### Work item
Restate word for word all of the lines below, with each image left out.

### Data for processing
BEGIN
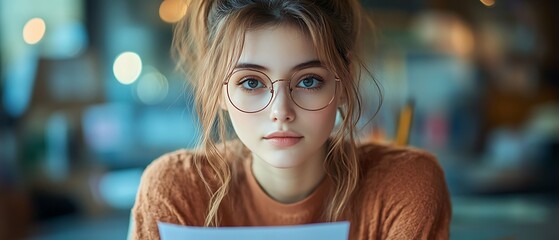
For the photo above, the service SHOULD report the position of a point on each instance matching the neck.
(289, 185)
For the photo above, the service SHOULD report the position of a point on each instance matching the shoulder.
(407, 187)
(404, 176)
(170, 167)
(389, 161)
(169, 177)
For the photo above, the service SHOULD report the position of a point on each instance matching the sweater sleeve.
(417, 203)
(168, 192)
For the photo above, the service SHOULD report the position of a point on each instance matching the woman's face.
(283, 134)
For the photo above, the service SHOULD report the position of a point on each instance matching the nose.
(281, 106)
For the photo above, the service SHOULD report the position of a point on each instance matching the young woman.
(278, 72)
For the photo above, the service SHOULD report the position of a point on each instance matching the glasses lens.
(313, 88)
(249, 90)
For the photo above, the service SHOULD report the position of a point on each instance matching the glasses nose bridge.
(288, 82)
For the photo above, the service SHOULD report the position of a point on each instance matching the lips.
(286, 134)
(283, 139)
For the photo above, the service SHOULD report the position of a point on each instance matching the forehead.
(277, 48)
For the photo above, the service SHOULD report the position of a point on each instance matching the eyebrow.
(312, 63)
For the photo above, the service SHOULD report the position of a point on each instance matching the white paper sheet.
(319, 231)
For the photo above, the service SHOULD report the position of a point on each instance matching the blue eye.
(310, 82)
(251, 83)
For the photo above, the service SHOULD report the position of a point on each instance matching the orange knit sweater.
(402, 195)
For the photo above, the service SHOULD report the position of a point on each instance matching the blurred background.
(89, 97)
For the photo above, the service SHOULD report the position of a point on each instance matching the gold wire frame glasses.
(251, 90)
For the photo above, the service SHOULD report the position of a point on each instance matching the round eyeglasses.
(251, 90)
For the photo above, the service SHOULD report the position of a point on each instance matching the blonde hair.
(208, 43)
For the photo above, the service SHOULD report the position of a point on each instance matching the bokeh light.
(127, 67)
(34, 30)
(488, 3)
(152, 87)
(172, 11)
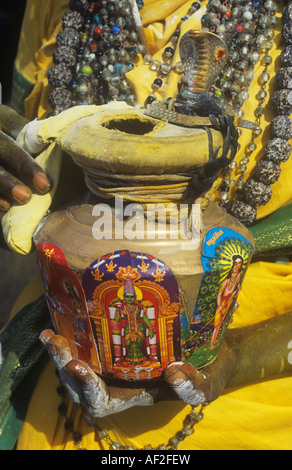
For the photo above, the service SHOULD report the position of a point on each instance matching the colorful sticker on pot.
(67, 304)
(133, 301)
(225, 259)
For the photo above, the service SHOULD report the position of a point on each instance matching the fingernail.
(21, 193)
(41, 182)
(4, 206)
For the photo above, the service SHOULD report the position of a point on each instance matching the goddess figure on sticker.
(226, 294)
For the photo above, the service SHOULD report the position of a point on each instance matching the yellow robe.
(257, 416)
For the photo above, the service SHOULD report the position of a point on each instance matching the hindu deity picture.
(133, 302)
(225, 259)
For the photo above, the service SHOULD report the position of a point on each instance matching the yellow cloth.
(258, 416)
(160, 23)
(255, 417)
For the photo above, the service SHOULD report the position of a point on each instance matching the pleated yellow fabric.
(255, 417)
(258, 416)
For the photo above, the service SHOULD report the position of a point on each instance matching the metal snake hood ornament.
(203, 55)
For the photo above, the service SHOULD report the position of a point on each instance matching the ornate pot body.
(130, 305)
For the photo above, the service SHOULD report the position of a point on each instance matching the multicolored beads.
(97, 46)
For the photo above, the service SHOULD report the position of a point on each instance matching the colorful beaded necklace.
(91, 70)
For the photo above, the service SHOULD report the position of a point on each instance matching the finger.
(206, 385)
(98, 398)
(15, 160)
(93, 388)
(11, 122)
(12, 189)
(187, 382)
(57, 347)
(4, 205)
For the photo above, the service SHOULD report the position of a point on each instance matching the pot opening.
(130, 126)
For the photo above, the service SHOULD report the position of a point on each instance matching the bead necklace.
(167, 67)
(251, 38)
(192, 418)
(98, 44)
(257, 192)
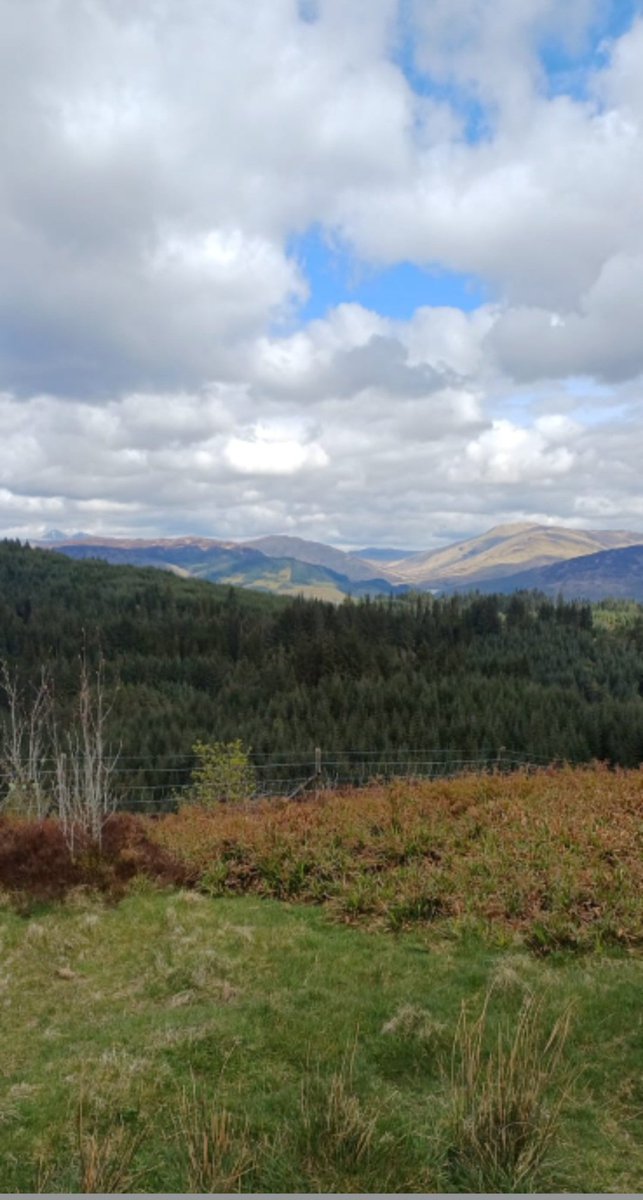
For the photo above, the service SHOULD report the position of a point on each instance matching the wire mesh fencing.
(154, 786)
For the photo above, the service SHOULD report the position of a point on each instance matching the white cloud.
(157, 161)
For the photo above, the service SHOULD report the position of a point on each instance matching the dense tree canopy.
(187, 660)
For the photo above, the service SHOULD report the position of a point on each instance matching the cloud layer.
(160, 161)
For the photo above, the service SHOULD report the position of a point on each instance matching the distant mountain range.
(575, 563)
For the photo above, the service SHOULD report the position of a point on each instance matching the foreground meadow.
(455, 1006)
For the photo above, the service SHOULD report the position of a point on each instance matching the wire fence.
(146, 785)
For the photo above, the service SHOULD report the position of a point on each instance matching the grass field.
(194, 1039)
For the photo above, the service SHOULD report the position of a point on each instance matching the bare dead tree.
(25, 744)
(84, 766)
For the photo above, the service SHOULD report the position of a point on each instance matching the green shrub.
(223, 775)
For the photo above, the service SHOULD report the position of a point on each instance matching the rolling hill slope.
(505, 551)
(230, 564)
(608, 574)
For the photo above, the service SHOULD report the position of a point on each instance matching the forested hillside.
(187, 660)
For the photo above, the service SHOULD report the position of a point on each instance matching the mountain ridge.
(289, 565)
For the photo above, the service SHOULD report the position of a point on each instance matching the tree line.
(182, 661)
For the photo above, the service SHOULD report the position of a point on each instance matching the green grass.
(179, 1043)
END
### Solved exercise
For the photo above, the service SHOULD report the position of a point on each instance matching the neck.
(289, 185)
For the photo above, the service SHOULD report the position of a point on each instance matching the shoulder.
(407, 187)
(404, 176)
(170, 167)
(389, 161)
(169, 177)
For the photo above, the service SHOULD report the position of a point on each instance matching the sweater sleeve.
(417, 203)
(168, 192)
For the photo above, the service SHOULD report the position of a point on each instance matching the woman's face.
(283, 134)
For the photo above, the service SHOULD report the position of a point on each instance matching the nose.
(281, 106)
For the photo above, the service SHOULD report the position of a point on each instance matching the young woman.
(278, 72)
For the photo above, the service SHOULD report the position of a point on each instance matching the glasses lens.
(313, 88)
(249, 90)
For the photo above, the service SHOULD report the position of a point on each instance matching the glasses nose bridge.
(288, 82)
For the photo above, the service SHOULD report the position of a point on each instance matching the lips.
(286, 134)
(283, 139)
For the photo above, the service SHOULD report the position of a point on each instance matching the forehead.
(277, 48)
For the photo above, the service SHOULD report the position of a point on each instance matching the eyebrow.
(312, 63)
For the photo above, the service SHOULD report the position of a point on each instance matching the white paper sheet.
(319, 231)
For the photo above, the service SHOULD report the position of a point on each instance matching the blue eye.
(310, 82)
(251, 83)
For the photo above, the service SHOULD report the position of a point on each instance matching the orange knit sweater.
(402, 195)
For the photo above, the service SHOULD report the position of a point on each instance matching the blurred background.
(89, 97)
For the photo above, the service SHOULD report the position of a point on each instance matching the gold wire frame glasses.
(251, 90)
For the photo above, the service SHOULD report the position of a point on each instance matching the round eyeglasses.
(251, 90)
For the photo above, the service SHOULD report the position of a point on each instance matching the blonde hair.
(208, 43)
For the photo above, the service SHOULD report the position of a point on each instance matching the bokeh light.
(127, 67)
(34, 30)
(488, 3)
(152, 87)
(172, 11)
For the photo above, the service SHOULD report the position of a point on each instance matching the colorful sticker on pot.
(67, 304)
(133, 301)
(225, 259)
For the photo above, the service SHOULD report the position of a point on each instance matching the fingernail.
(21, 193)
(41, 182)
(4, 206)
For the photo above, the service SHOULD report the position of a point on each instance matching the goddess figure on sticker.
(226, 294)
For the photo above, the service SHOULD report the position of a point on each instance matching the yellow robe.
(257, 416)
For the photo above, the service SHOULD report the position of a point on each instance matching the hindu deity picture.
(133, 302)
(225, 259)
For the photo above, the service SHOULD report the position of a point on each instance matching the yellow cloth.
(258, 416)
(160, 23)
(255, 417)
For the photo above, the service SHOULD report the position of a point on each instance matching the pleated yellow fabric.
(255, 417)
(258, 416)
For the photo above, the service SHOULD report the position of a point on each instance matching the metal snake hood ornament.
(203, 55)
For the photo above, the service SHOULD report the position of a point on each instance matching the ornate pot body.
(130, 305)
For the photo above, the service SHOULD report the position of a point on each instance matching the multicolored beads.
(97, 46)
For the photo above, the service SHOULD report the position of a point on each instance matching the colorful beaded necklace.
(91, 70)
For the photo above, the service SHOULD report the position of a point on each instance matching the finger.
(206, 385)
(98, 398)
(15, 160)
(93, 388)
(11, 122)
(12, 189)
(187, 382)
(57, 347)
(4, 205)
For the photo above, the service SHOULD report the position of a point on each instance matching the pot opening.
(130, 126)
For the photo above, the service SHOULD report the position of a point on each instance matching the bead necklace.
(167, 67)
(251, 38)
(192, 418)
(98, 44)
(257, 192)
For the photo above, the service SHOULD report the position of a point on each instance matching the wire mesh fencing.
(154, 786)
For the photo above, the service SHOULD report the position of a point on each instance matching the white cloud.
(157, 161)
For the photo above, the service SHOULD report the position of a point on each instance matching the dense tree canopy.
(187, 660)
For the photo above, the service SHOULD report the position of a point on each instance matching the cloud layer.
(160, 161)
For the photo above, the service SHOULD report the position of a point on each instance matching the distant mountain range.
(575, 563)
For the photo above, the service SHOULD report the position of a point on each instance matching the foreground meadow.
(455, 1006)
For the photo above, the service SHOULD report the position of a point on each instance matching the wire fence.
(146, 785)
For the photo above, the service SHOULD report the position of a point on each instance matching the grass field.
(194, 1039)
For the photo above, the service SHOULD report the position of a point on each instance matching the bare dead tree.
(25, 744)
(84, 766)
For the photo above, the service SHOULD report the position of a point on each instance matching the green shrub.
(223, 775)
For the photo above, the service SHOULD report the position of a point on each instance matching the rolling hill slope.
(505, 551)
(230, 564)
(608, 574)
For the photo above, the service SHOULD report the position of a point on each instance matching the forested hillside.
(187, 660)
For the photo above, the service SHOULD report the position of a point on each instance matching the mountain ridge.
(289, 565)
For the photo above, the service SHOULD report the position of a point on each instance matching the tree line.
(182, 661)
For the photo above, the service SHOULD report the position of a point on each instance matching the green grass.
(179, 1043)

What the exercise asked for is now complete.